(Location annotation dataset excerpts)
* Start *

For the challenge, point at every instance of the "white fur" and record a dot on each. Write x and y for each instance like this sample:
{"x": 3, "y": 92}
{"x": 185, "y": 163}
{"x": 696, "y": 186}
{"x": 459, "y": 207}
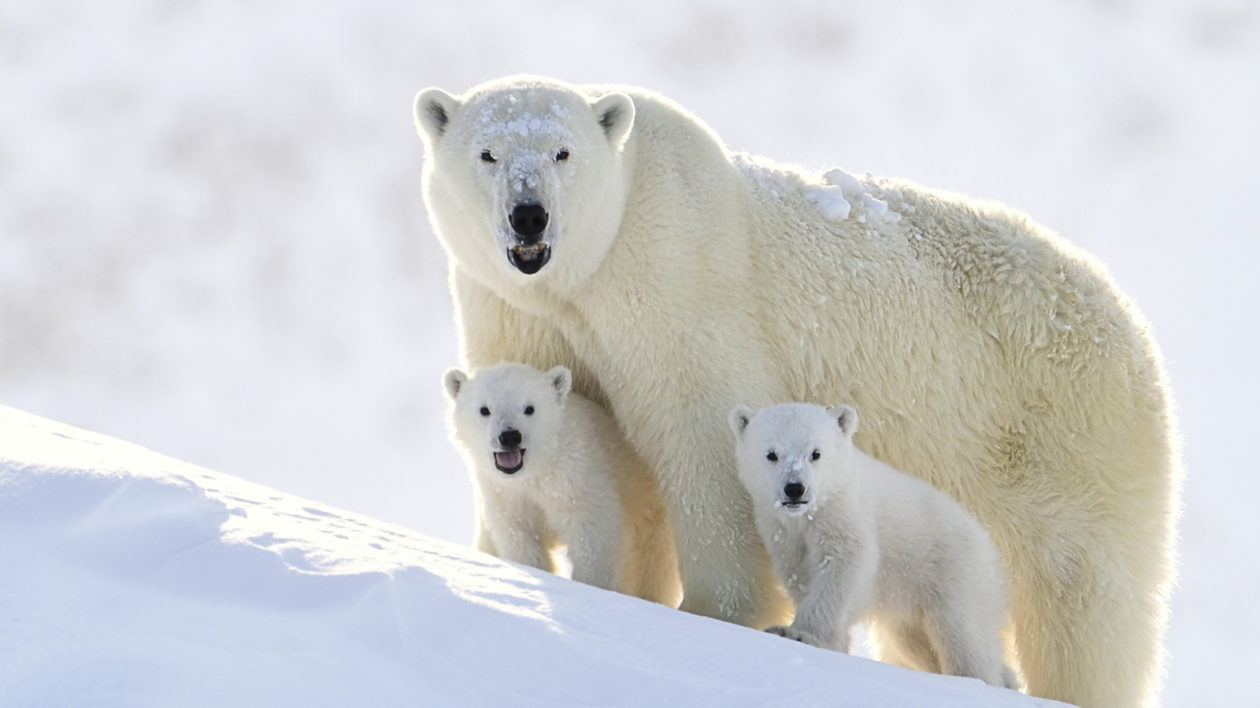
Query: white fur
{"x": 578, "y": 483}
{"x": 858, "y": 539}
{"x": 988, "y": 355}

* End *

■ **TASK DIRECTIONS**:
Rewrite the listing above with "white fur" switched to "pale fur" everywhere, keeping all else the same and leaving out the pictures.

■ **EXERCISE SOLUTION**:
For the challenge, point at every instance of the "pale fur" and record a dot on each. Write x and y for each instance like this sample:
{"x": 3, "y": 92}
{"x": 185, "y": 163}
{"x": 696, "y": 186}
{"x": 459, "y": 207}
Query: pale fur
{"x": 578, "y": 483}
{"x": 858, "y": 539}
{"x": 988, "y": 355}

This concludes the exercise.